- _SOURCE EXCERPT_:
══════════════════════════════

Layering separates hardware and software functionality into modular tiers. A generic list of security architecture layers is as follows:
  •  Hardware
  • Kernel and device drivers
  • Operating system
  • Applications


Abstraction hides unnecessary details from the user. Complexity is the enemy of security—the more complex a process is, the less secure it is.

Security domains

A security domain is the list of objects a subject is allowed to access. More broadly defined, domains are groups of subjects and objects with similar security requirements. “Confidential,” “secret,” and “top secret” are three security domains used by the U.S. DoD, for example. With respect to kernels, two domains are user mode and kernel mode.

The Ring Model

The ring model is a form of CPU hardware layering that separates and protects domains (such as kernel mode and user mode) from each other. Many CPUs, such as the Intel x86 family, have four rings, ranging from ring 0 (kernel) to ring 3 (user). The innermost ring is the most trusted, and each successive outer ring is less trusted.
The rings are (theoretically) used as follows:
  • Ring 0—Kernel
  • Ring 1—Other OS components that do not fit into ring 0
  • Ring 2—Device drivers
  • Ring 3—User applications

Processes communicate between the rings via system calls, which allow processes to communicate with the kernel and provide a window between the rings. A user running a word processor in ring 3 presses “save,” and a system call is made into ring 0, asking the kernel to save the file. The kernel does so and reports that the file is saved. System calls are slow (compared to performing work within one ring) but provide security. The ring model also provides abstraction: The nitty-gritty details of saving the file are hidden from the user, who simply presses the “save file” button.

While x86 CPUs have four rings and can be used as described above, this usage is considered theoretical because most x86 operating systems, including Linux and Windows, use rings 0 and 3 only. Using our “save file” example with four rings, a call would be made from ring 3 to ring 2, then from ring 2 to ring 1, and finally from ring 1 to ring 0. This is secure, but complex and slow, so most modern operating systems opt for simplicity and speed.

A new mode called hypervisor mode (and informally called “ring -1”) allows virtual guests to operate in ring 0, controlled by the hypervisor one ring “below.

Open and closed systems

An open system uses open hardware and standards, using standard components from a variety of vendors. An IBM-compatible PC is an open system; you may build an IBM-compatible PC by purchasing components from a multitude of vendors.

══════════════════════════════

- _EXTRACTED ENTRIES_:
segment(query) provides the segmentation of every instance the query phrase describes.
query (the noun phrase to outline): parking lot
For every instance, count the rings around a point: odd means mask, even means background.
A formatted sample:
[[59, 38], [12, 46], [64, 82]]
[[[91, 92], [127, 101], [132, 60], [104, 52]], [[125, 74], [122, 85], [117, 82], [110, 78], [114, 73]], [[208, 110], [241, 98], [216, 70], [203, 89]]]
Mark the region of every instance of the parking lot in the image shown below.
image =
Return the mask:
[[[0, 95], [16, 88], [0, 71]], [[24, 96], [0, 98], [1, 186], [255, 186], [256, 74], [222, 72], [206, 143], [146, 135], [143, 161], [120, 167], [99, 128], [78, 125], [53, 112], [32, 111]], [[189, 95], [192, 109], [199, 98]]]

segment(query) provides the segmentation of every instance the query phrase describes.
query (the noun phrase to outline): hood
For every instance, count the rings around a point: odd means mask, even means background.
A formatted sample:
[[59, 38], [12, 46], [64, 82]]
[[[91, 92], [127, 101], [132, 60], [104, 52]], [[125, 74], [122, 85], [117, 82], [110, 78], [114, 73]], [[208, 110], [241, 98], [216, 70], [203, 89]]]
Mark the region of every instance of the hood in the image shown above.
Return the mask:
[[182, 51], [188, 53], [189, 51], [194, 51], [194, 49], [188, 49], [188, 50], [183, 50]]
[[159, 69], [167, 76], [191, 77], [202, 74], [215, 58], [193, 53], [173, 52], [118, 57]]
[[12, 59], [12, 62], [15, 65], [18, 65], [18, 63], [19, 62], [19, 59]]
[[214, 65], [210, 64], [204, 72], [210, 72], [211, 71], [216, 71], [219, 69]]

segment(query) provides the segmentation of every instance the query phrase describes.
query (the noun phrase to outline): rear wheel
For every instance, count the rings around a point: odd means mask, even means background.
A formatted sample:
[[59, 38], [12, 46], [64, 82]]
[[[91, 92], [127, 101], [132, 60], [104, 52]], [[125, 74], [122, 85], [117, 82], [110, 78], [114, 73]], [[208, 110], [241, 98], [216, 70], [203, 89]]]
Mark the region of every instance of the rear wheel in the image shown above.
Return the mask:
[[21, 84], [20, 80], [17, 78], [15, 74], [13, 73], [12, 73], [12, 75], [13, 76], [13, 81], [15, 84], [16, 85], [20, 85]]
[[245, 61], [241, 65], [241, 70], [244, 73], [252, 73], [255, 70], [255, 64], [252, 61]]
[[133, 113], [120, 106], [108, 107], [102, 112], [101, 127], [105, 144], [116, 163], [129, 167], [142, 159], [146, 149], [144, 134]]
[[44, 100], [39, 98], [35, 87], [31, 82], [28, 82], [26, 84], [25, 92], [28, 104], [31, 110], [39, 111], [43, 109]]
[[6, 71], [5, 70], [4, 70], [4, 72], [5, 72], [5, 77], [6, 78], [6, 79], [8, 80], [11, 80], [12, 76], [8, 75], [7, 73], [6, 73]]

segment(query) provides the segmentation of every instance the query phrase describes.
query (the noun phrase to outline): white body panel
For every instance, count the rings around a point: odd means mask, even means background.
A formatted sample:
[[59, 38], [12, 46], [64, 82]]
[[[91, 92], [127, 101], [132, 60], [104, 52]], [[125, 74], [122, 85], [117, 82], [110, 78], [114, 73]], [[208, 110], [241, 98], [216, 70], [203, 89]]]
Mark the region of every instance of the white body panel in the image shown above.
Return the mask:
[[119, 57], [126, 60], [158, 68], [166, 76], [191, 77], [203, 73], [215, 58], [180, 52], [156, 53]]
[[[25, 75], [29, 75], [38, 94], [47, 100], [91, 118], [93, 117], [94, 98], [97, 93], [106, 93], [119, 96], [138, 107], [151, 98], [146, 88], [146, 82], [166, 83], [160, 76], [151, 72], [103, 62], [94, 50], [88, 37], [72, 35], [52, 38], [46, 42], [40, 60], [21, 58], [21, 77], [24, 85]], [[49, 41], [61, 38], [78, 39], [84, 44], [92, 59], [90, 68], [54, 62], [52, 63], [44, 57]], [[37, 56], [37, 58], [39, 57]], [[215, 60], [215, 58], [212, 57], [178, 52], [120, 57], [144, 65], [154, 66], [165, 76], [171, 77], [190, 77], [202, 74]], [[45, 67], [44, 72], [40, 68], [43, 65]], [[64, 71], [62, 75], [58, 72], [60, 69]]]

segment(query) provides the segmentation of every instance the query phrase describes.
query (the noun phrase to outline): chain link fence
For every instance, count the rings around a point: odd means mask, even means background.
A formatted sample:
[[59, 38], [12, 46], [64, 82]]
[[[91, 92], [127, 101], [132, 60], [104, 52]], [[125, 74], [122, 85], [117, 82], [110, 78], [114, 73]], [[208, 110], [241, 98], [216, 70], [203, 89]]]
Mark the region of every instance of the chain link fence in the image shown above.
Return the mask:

══════════════════════════════

- _WRITTEN TASKS_:
a – According to the security architecture excerpt, which rings do most x86 operating systems, including Linux and Windows, actually use?
b – Quote the portion of the security architecture excerpt that opens with the words containing "Layering separates hardware" and closes with "and kernel mode.".
c – Continue the security architecture excerpt from the point at which it stops.
The data on this page bear no relation to the security architecture excerpt.

- _RESPONSES BY TASK_:
a – They use rings 0 and 3 only.

b –
Layering separates hardware and software functionality into modular tiers. A generic list of security architecture layers is as follows:
  •  Hardware
  • Kernel and device drivers
  • Operating system
  • Applications


Abstraction hides unnecessary details from the user. Complexity is the enemy of security—the more complex a process is, the less secure it is.

Security domains

A security domain is the list of objects a subject is allowed to access. More broadly defined, domains are groups of subjects and objects with similar security requirements. “Confidential,” “secret,” and “top secret” are three security domains used by the U.S. DoD, for example. With respect to kernels, two domains are user mode and kernel mode.

c –
A closed system uses proprietary hardware or software. (Such as Apple computers)


The System Unit and Motherboard

The system unit is the computer’s case: It contains all of the internal electronic computer components, including motherboard, internal disk drives, power supply, etc. The motherboard contains hardware, including the CPU, memory slots, firmware, and peripheral slots such as PCI slots.

The computer bus

A computer bus is the primary communication channel on a computer system. Communication between the CPU, memory, and input/output devices such as keyboard, mouse, display, etc., occur via the bus.

Northbridge and Southbridge

Some computer designs use two buses: a northbridge and southbridge. The names derive from the visual design, usually shown with the northbridge on top and the southbridge on the bottom. The northbridge, also called the Memory Controller Hub (MCH), connects the CPU to RAM and video memory. The southbridge, also called the I/O Controller Hub (ICH), connects input/output (I/O) devices, such as disk, keyboard, mouse, CD drive, USB ports, etc. The northbridge is directly connected to the CPU and is faster than the southbridge.


The arithmetic logic unit (ALU) performs mathematical calculations—it computes. It is fed instructions by the control unit, which acts as a traffic cop, sending instructions to the ALU.

CPUs fetch machine language instructions (such as “add 1 + 1”) and execute them (add the numbers, for answer of “2”). The fetch and execute (also called fetch– decode–execute, or FDX) process actually takes four steps:
1. Fetch Instruction 1
2. Decode Instruction 1
3. Execute Instruction 1
4. Write (save) result 1
These four steps take one clock cycle to complete.

Pipelining combines multiple steps into one combined process, allowing simultaneous fetch, decode, execute, and write steps for different instructions. Each part is called a pipeline stage; the pipeline depth is the number of simultaneous stages which may be completed at once.

Given our previous fetch and execute example of adding 1ş1, a CPU without pipelining would have to wait an entire cycle before performing another computation. A four-stage pipeline can combine the stages of four other instructions:
1. Fetch Instruction 1
2. Fetch Instruction 2, Decode Instruction 1
3. Fetch Instruction 3, Decode Instruction 2, Execute Instruction 1
4. Fetch Instruction 4, Decode Instruction 3, Execute Instruction 2, Write (save) result 1
5. Fetch Instruction 5, Decode Instruction 4, Execute Instruction 3, Write (save) result 2,

An interrupt indicates that an asynchronous event has occurred. CPU interrupts are a form of hardware interrupt that cause the CPU to stop processing its current task, save the state, and begin processing a new request. When the new task is complete, the CPU will complete the prior task.

A process is an executable program and its associated data loaded and running in memory. A heavy-weight process (HWP) is also called a task. A parent process may spawn additional child processes called threads. A thread is a light-weight process (LWP).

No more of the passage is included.